# Listed entries
━━━━━━

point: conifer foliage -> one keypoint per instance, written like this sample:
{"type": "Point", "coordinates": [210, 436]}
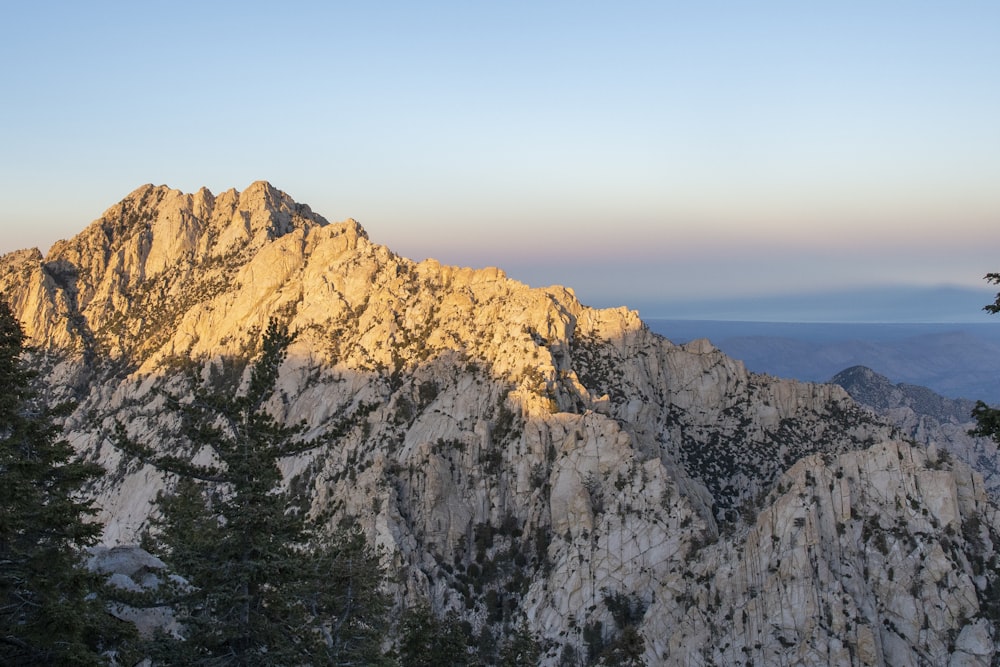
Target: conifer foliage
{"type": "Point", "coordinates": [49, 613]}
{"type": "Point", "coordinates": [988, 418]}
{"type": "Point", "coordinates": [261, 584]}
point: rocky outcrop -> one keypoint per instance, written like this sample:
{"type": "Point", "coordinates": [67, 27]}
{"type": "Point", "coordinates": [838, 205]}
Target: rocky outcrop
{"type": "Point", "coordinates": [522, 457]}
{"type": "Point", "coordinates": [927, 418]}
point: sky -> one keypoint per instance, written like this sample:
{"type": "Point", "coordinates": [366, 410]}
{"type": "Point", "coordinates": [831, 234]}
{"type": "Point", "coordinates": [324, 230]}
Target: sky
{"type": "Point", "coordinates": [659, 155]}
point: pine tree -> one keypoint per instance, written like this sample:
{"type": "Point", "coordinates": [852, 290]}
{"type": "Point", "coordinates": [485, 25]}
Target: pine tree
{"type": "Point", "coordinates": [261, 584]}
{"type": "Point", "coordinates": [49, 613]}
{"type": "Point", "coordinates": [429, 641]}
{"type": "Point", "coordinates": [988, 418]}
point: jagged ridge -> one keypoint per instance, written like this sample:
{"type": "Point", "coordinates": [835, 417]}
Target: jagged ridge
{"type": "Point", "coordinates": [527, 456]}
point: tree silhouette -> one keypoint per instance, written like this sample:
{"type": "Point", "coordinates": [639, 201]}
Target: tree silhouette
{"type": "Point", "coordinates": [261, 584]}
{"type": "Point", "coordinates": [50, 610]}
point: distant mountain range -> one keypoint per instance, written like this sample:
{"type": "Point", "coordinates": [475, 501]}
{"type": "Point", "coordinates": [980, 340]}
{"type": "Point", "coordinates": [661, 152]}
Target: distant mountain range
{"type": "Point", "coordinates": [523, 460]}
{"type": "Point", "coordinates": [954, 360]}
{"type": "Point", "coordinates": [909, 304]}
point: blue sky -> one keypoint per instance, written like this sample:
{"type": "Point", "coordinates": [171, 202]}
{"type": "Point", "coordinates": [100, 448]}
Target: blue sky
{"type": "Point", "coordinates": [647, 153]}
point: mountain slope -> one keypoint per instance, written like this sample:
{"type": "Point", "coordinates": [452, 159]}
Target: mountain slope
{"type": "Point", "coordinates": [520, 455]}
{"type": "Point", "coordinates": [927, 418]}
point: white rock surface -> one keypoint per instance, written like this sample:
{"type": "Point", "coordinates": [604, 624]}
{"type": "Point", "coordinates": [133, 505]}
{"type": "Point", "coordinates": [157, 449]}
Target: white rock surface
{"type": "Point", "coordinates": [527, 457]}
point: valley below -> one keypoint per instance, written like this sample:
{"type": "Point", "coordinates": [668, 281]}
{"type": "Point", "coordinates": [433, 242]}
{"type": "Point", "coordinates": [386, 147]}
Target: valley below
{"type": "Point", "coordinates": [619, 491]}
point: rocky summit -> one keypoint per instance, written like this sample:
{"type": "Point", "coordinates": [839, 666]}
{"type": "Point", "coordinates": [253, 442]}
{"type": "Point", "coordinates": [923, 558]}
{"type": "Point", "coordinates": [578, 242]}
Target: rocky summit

━━━━━━

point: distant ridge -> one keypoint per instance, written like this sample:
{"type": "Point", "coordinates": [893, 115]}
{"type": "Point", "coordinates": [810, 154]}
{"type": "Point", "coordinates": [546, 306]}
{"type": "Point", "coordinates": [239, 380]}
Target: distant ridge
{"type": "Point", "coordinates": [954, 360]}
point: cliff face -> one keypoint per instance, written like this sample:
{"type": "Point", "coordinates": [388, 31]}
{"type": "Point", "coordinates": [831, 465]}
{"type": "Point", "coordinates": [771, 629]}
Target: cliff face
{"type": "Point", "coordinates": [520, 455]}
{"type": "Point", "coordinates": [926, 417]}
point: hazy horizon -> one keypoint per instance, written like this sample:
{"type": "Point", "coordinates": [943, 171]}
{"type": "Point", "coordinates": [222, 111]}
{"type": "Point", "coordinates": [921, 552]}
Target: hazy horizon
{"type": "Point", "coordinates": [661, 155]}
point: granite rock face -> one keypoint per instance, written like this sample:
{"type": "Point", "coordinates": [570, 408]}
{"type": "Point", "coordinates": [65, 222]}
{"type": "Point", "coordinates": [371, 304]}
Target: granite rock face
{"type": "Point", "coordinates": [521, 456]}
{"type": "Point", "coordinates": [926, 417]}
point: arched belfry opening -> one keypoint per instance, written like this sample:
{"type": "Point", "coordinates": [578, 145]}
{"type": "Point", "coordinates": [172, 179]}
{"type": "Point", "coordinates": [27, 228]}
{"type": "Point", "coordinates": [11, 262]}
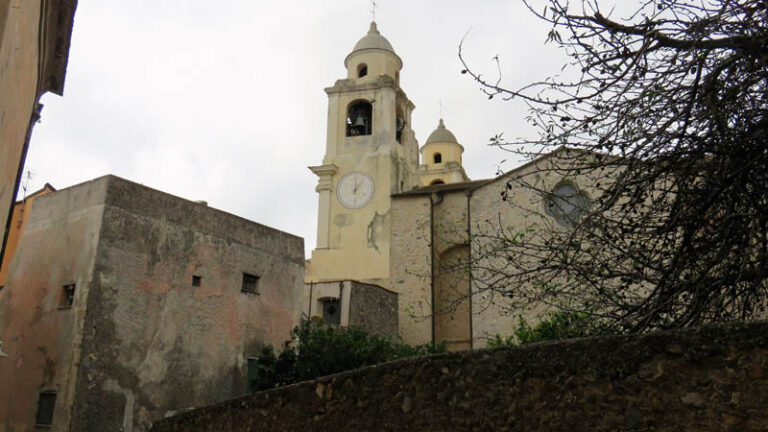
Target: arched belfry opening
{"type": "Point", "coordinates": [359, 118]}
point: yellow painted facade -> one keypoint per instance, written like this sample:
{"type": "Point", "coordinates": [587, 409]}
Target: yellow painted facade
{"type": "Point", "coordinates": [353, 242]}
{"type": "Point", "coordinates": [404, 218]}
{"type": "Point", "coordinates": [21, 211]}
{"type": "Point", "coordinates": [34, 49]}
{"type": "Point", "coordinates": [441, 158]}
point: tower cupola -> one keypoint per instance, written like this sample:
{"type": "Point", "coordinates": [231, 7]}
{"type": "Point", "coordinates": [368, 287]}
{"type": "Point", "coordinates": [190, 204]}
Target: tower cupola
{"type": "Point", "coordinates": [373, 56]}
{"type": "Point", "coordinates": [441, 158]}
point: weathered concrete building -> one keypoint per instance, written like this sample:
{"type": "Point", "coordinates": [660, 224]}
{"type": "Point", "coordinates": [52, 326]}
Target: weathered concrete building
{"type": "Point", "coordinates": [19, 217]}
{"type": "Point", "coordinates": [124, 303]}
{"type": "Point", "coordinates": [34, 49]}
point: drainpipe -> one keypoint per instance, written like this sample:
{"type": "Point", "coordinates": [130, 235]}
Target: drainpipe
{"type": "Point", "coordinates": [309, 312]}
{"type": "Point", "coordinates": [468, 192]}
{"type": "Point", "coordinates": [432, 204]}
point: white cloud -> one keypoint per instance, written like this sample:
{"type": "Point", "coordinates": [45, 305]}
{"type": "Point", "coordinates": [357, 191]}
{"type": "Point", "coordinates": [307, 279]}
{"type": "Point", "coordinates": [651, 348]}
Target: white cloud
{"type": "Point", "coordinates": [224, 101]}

━━━━━━

# Problem details
State only the number of lines in the data above that contain the string "tower".

# Written solution
2